**Given instruction A:**
Copy the passage of the Provisioning Request excerpt from "The status of a Provisioning Request defines" up to and including "was not possible.".

----- Source excerpt -----

GKE might apply validations and mutations to Pods during their creation. The cloud.google.com/apply-warden-policies label allows GKE to apply the same validations and mutations to PodTemplate objects. This label is necessary for GKE to calculate node resource requirements for your Pods.

Apply the manifest:

kubectl apply -f provisioning-request.yaml

Configure the Pods

This section uses Kubernetes Jobs to configure the Pods. However, you can also use a Kubernetes JobSet or any other framework like Kubeflow, Ray, or custom controllers. In the Job spec, link the Pods to the ProvisioningRequest using the following annotations:

apiVersion: batch/v1
kind: Job
spec:
  template:
    metadata:
      annotations:
        autoscaling.x-k8s.io/consume-provisioning-request: PROVISIONING_REQUEST_NAME
        autoscaling.x-k8s.io/provisioning-class-name: "queued-provisioning.gke.io"
    spec:
      ...

The Pod annotation key consume-provisioning-request defines which ProvisioningRequest to consume. GKE uses the consume-provisioning-request and provisioning-class-name annotations to do the following:

To schedule the Pods only in the nodes provisioned by flex-start with queued provisioning.
To avoid double counting of resource requests between Pods and flex-start with queued provisioning in the cluster autoscaler.
To inject safe-to-evict: false annotation, to prevent the cluster autoscaler from moving Pods between nodes and interrupting batch computations. You can change this behavior by specifying safe-to-evict: true in the Pod annotations.

Observe the status of a Provisioning Request

The status of a Provisioning Request defines if a Pod can be scheduled or not. You can use Kubernetes watches to observe changes efficiently or other tooling you already use for tracking statuses of Kubernetes objects. The following table describes the possible status of a Provisioning Request request and each possible outcome:

Provisioning Request status	Description	Possible outcome
Pending	The request was not seen and processed yet.	After processing, the request transitions to `Accepted` or `Failed` state.
`Accepted=true`	The request is accepted and is waiting for resources to be available.	The request should transition to `Provisioned` state, if resources were found and nodes were provisioned or to `Failed` state if that was not possible.
`Provisioned=true`	The nodes are ready.	You have 10 minutes to start the Pods to consume provisioned resources. After this time, the cluster autoscaler considers the nodes as not needed and removes them.
`Failed=true`	The nodes can't be provisioned due to errors. `Failed=true` is a terminal state.	Troubleshoot the condition based on the information in the `Reason` and `Message` fields of the condition. Create and retry a new Provisioning Request request.
`Provisioned=false`	The nodes haven't been provisioned yet.	If `Reason=NotProvisioned`, this is a temporary state before all resources are available. If `Reason=QuotaExceeded`, troubleshoot the condition based on this reason and the information in the `Message` field of the condition. You might need to request more quota. For more details, see Check if the Provisioning Request is limited by quota section. This `Reason` is only available with GKE version 1.29.2-gke.1181000 or later. If `Reason=ResourcePoolExhausted`, and the `Message` contains `Expected time is indefinite`, either select a different zone or region, or adjust the requested resources.

----- Extracted material -----

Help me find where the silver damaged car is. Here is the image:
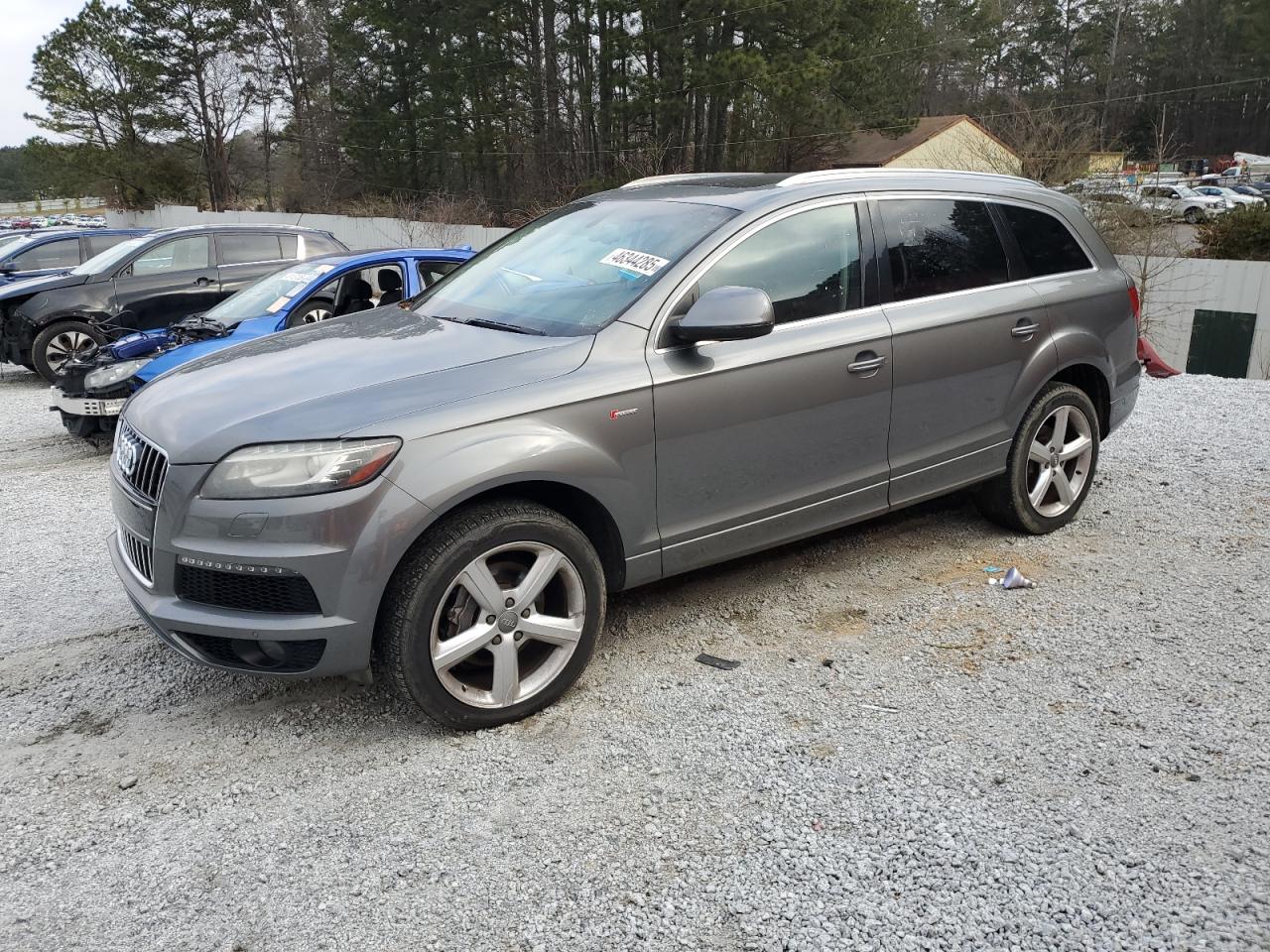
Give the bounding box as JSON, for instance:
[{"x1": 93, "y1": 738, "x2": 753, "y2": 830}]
[{"x1": 109, "y1": 171, "x2": 1139, "y2": 729}]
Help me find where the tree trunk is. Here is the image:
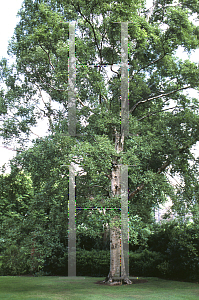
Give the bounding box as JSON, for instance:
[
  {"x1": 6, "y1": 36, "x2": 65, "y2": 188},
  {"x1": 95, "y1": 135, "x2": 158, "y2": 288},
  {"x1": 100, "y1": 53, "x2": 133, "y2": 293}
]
[{"x1": 104, "y1": 134, "x2": 132, "y2": 285}]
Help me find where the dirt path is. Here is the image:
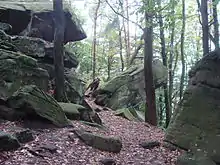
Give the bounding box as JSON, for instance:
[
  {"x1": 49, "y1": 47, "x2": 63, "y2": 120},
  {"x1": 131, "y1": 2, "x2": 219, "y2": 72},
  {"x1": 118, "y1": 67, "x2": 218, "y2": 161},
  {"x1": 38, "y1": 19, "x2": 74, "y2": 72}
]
[{"x1": 0, "y1": 111, "x2": 180, "y2": 165}]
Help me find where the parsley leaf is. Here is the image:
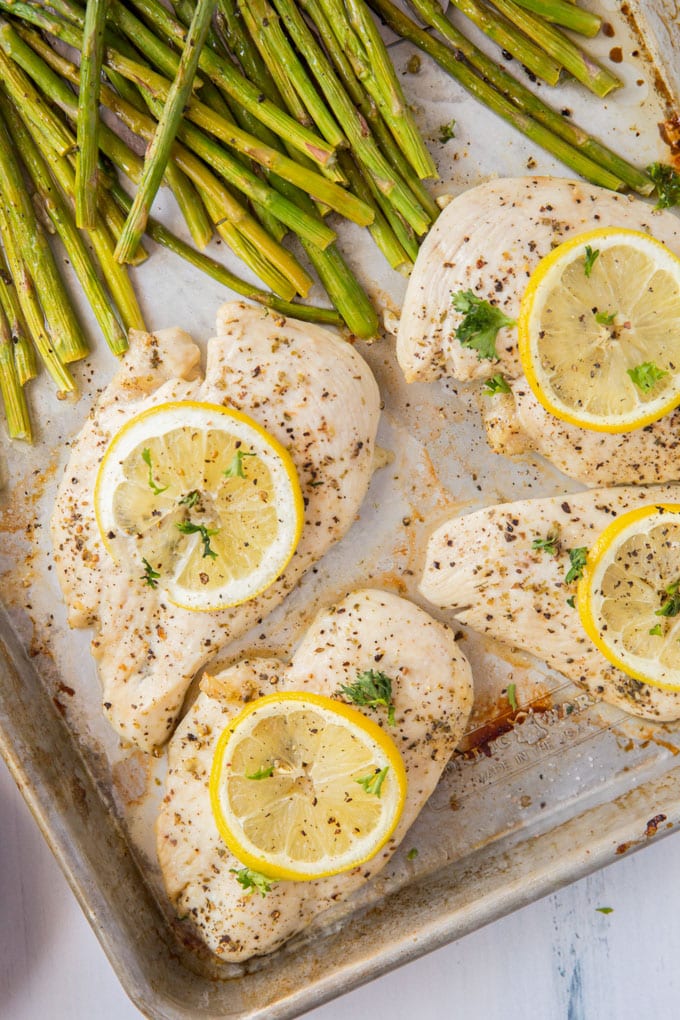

-----

**Given instruction B:**
Write out the records again from the line with "Help me find where the dirt" up to and including the last line of the records, keeping the requests, and move every coordinate in the answers up by 117. Leave the pictures out.

**Final result A:**
The status of a Provisioning Request defines if a Pod can be scheduled or not. You can use Kubernetes watches to observe changes efficiently or other tooling you already use for tracking statuses of Kubernetes objects. The following table describes the possible status of a Provisioning Request request and each possible outcome:

Provisioning Request status	Description	Possible outcome
Pending	The request was not seen and processed yet.	After processing, the request transitions to `Accepted` or `Failed` state.
`Accepted=true`	The request is accepted and is waiting for resources to be available.	The request should transition to `Provisioned` state, if resources were found and nodes were provisioned or to `Failed` state if that was not possible.

**Final result B:**
Help me find where the dirt path is. Here is the image:
Give the bounding box as JSON, for instance:
[
  {"x1": 49, "y1": 47, "x2": 63, "y2": 120},
  {"x1": 131, "y1": 2, "x2": 219, "y2": 72},
  {"x1": 118, "y1": 67, "x2": 218, "y2": 161},
  {"x1": 38, "y1": 19, "x2": 74, "y2": 72}
]
[{"x1": 117, "y1": 228, "x2": 297, "y2": 282}]
Help me find where the parsley leaf is. Here is the image:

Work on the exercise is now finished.